* EXERCISE GOAL
Below are the entries; give again exactly the lines from the one mentioning "Target: sidewalk" through the one mentioning "Where can the blue pool", inclusive.

* AVAILABLE RECORDS
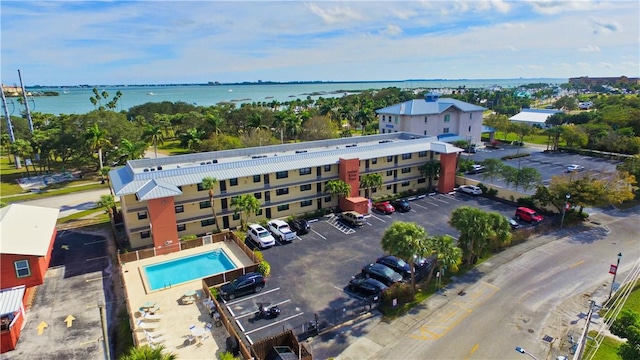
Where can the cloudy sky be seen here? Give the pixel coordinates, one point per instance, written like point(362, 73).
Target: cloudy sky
point(152, 42)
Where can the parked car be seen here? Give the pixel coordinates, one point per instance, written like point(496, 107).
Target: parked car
point(242, 285)
point(353, 218)
point(396, 264)
point(476, 169)
point(260, 236)
point(574, 167)
point(470, 189)
point(382, 273)
point(281, 230)
point(528, 215)
point(367, 286)
point(513, 223)
point(300, 226)
point(384, 207)
point(401, 205)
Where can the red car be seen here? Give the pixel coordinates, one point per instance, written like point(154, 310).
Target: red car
point(384, 207)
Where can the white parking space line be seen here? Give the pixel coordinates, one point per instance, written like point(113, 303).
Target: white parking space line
point(317, 233)
point(273, 323)
point(252, 297)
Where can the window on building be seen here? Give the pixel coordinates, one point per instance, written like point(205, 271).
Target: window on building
point(207, 222)
point(22, 268)
point(305, 171)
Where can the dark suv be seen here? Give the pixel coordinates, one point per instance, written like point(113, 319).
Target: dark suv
point(244, 284)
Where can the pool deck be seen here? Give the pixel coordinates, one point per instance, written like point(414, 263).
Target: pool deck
point(176, 317)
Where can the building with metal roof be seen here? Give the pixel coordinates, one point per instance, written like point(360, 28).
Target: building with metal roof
point(448, 119)
point(163, 199)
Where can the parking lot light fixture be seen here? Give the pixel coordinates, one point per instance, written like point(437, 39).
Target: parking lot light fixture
point(564, 209)
point(523, 351)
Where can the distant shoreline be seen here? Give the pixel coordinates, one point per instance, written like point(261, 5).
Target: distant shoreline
point(212, 83)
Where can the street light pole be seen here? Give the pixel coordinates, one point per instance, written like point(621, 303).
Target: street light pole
point(614, 275)
point(523, 351)
point(564, 209)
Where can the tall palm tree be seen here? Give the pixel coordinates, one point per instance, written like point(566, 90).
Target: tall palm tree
point(147, 352)
point(429, 171)
point(97, 139)
point(246, 204)
point(369, 182)
point(209, 183)
point(404, 240)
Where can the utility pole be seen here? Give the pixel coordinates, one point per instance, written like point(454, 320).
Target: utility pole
point(12, 137)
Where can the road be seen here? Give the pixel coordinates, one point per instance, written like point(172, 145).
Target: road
point(517, 304)
point(70, 203)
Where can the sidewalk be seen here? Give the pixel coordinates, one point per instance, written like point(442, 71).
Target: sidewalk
point(380, 334)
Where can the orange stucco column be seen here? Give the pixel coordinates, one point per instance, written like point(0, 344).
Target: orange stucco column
point(349, 172)
point(447, 180)
point(162, 216)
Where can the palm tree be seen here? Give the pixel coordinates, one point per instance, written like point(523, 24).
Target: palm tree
point(147, 352)
point(404, 240)
point(429, 171)
point(97, 139)
point(369, 182)
point(245, 204)
point(209, 183)
point(337, 188)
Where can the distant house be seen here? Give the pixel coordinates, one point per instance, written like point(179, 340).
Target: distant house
point(445, 118)
point(534, 116)
point(27, 234)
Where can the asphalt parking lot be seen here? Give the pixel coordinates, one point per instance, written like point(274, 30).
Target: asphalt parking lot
point(310, 275)
point(64, 320)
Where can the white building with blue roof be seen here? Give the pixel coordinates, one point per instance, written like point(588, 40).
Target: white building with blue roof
point(445, 118)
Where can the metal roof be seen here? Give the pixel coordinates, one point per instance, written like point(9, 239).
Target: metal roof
point(11, 299)
point(26, 229)
point(424, 107)
point(191, 169)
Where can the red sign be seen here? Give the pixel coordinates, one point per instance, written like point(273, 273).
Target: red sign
point(613, 269)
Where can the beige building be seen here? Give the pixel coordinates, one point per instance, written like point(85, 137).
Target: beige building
point(163, 199)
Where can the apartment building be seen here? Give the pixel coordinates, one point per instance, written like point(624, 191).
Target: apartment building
point(445, 118)
point(163, 199)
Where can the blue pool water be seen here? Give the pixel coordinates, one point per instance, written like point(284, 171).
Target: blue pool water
point(174, 272)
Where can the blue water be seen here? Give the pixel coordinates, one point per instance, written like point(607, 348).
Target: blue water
point(75, 100)
point(174, 272)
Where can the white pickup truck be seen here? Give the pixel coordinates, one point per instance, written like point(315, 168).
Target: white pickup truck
point(281, 230)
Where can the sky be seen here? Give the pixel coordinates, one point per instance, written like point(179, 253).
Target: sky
point(159, 42)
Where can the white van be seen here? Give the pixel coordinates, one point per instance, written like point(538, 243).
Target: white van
point(353, 218)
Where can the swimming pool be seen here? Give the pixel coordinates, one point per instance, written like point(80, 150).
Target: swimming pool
point(178, 271)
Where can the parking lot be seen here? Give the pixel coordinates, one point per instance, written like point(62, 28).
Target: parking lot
point(310, 275)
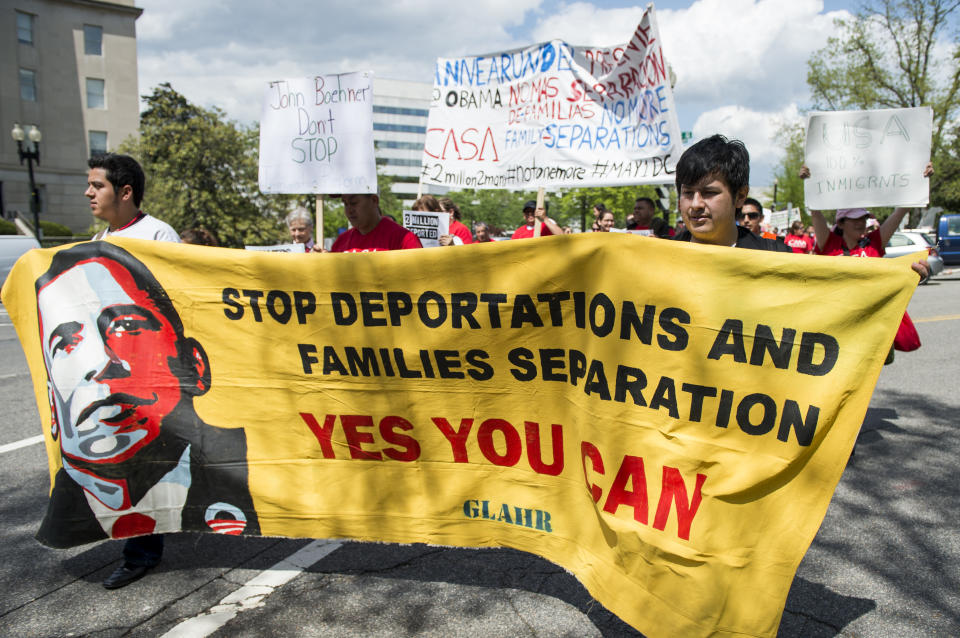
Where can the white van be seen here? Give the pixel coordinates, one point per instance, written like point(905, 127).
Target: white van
point(11, 247)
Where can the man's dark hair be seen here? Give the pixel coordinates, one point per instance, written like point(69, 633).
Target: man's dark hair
point(717, 157)
point(122, 170)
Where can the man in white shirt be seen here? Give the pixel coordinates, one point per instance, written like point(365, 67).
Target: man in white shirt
point(115, 186)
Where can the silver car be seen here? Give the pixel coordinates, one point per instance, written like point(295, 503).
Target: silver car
point(909, 241)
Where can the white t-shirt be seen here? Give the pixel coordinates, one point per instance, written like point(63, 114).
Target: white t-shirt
point(143, 227)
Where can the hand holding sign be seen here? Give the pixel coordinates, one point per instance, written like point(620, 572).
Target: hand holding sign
point(868, 158)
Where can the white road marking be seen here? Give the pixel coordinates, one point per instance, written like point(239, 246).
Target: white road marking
point(254, 591)
point(16, 445)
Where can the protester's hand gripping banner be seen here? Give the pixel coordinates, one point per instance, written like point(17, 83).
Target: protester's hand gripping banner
point(674, 448)
point(868, 158)
point(553, 115)
point(316, 135)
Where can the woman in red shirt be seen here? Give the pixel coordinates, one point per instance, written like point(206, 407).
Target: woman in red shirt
point(799, 242)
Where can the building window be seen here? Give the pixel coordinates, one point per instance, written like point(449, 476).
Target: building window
point(98, 142)
point(406, 146)
point(399, 128)
point(24, 28)
point(397, 110)
point(95, 94)
point(92, 39)
point(28, 85)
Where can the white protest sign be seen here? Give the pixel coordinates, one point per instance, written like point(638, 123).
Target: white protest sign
point(316, 135)
point(280, 248)
point(868, 158)
point(427, 226)
point(553, 115)
point(781, 219)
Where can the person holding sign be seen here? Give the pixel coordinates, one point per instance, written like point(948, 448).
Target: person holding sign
point(850, 236)
point(712, 179)
point(300, 223)
point(456, 226)
point(370, 231)
point(606, 221)
point(532, 214)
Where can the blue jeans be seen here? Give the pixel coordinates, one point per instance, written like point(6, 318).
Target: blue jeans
point(144, 551)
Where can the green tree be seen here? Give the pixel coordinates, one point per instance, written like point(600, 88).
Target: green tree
point(789, 184)
point(202, 170)
point(501, 209)
point(897, 54)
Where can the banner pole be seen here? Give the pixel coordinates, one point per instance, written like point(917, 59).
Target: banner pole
point(318, 235)
point(538, 225)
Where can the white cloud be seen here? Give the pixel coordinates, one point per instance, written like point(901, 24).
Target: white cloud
point(750, 53)
point(756, 129)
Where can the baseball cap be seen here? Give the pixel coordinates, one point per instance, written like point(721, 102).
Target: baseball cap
point(853, 213)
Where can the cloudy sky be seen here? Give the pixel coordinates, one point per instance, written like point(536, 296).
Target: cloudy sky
point(740, 64)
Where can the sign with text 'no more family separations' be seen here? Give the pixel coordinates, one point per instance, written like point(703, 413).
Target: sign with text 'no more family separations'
point(674, 447)
point(316, 135)
point(555, 115)
point(868, 158)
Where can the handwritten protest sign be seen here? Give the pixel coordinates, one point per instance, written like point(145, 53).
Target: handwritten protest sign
point(868, 158)
point(427, 226)
point(674, 447)
point(316, 135)
point(554, 114)
point(280, 248)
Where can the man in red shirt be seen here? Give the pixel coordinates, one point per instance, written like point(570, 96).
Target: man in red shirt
point(370, 231)
point(531, 214)
point(644, 219)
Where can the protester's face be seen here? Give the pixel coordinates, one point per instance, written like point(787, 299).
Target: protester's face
point(104, 200)
point(854, 228)
point(108, 352)
point(752, 218)
point(606, 222)
point(362, 211)
point(643, 213)
point(300, 232)
point(708, 209)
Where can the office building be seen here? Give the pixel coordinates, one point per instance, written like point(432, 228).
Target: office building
point(400, 111)
point(68, 67)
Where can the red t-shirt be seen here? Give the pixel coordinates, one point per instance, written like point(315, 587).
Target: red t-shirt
point(386, 235)
point(835, 246)
point(526, 232)
point(461, 231)
point(799, 243)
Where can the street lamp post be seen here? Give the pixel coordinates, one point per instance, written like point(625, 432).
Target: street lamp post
point(31, 155)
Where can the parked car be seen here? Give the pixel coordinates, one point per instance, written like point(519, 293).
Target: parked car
point(948, 238)
point(907, 242)
point(11, 247)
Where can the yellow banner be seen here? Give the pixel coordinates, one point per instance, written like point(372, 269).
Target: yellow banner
point(667, 421)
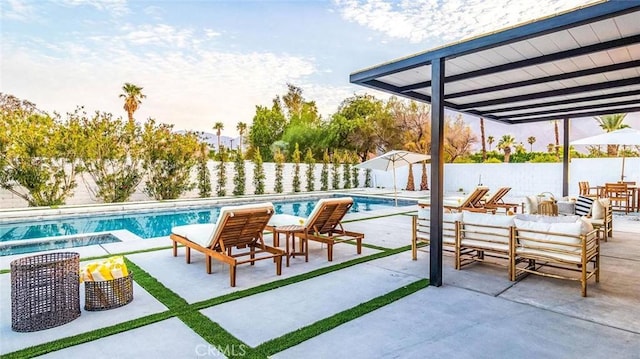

* ANSWER TO THIS PROBLEM
Target: sidewalk
point(380, 334)
Where can the orange stucco column be seen here? Give the pixel coordinates, one point per instance, written like point(0, 344).
Target: orange stucco column
point(349, 172)
point(447, 180)
point(162, 216)
Where can the palm tree be seen here? Give the pixel coordinates, one point per instance, written like point(523, 24).
Target: palm tree
point(147, 352)
point(404, 240)
point(429, 171)
point(97, 139)
point(369, 182)
point(245, 204)
point(209, 183)
point(337, 188)
Where can the distant house be seen here? Give the pixel coordinates, one point per instance, written like point(179, 340).
Target: distant house
point(445, 118)
point(534, 116)
point(27, 234)
Where can the asphalt parking lot be seen here? Give the pixel coordinates, one point per instance, written like point(274, 30).
Target: asphalt parking lot
point(310, 275)
point(64, 320)
Where can the white building with blue roof be seen here? Give the pixel coordinates, one point per instance, written like point(588, 40).
Target: white building with blue roof
point(445, 118)
Where can the metal roof be seen here? Give the pixel coordinates, one point per instance, written like point(9, 239).
Target: metal roof
point(11, 299)
point(26, 229)
point(424, 107)
point(191, 169)
Where can the red sign be seen here? Give the pixel coordinates, one point per instance, written like point(273, 273).
Target: red sign
point(613, 269)
Where can the beige building be seen here? Give the pixel coordinates, one point per instance, written like point(85, 137).
Target: beige building
point(163, 199)
Where can the apartment building be seen here? Give the pixel coordinates, one point per instance, written like point(624, 191).
Target: apartment building
point(445, 118)
point(163, 199)
Where can the blue pool water be seen here? Give the pixel coordinates, one point per instance, written like point(284, 171).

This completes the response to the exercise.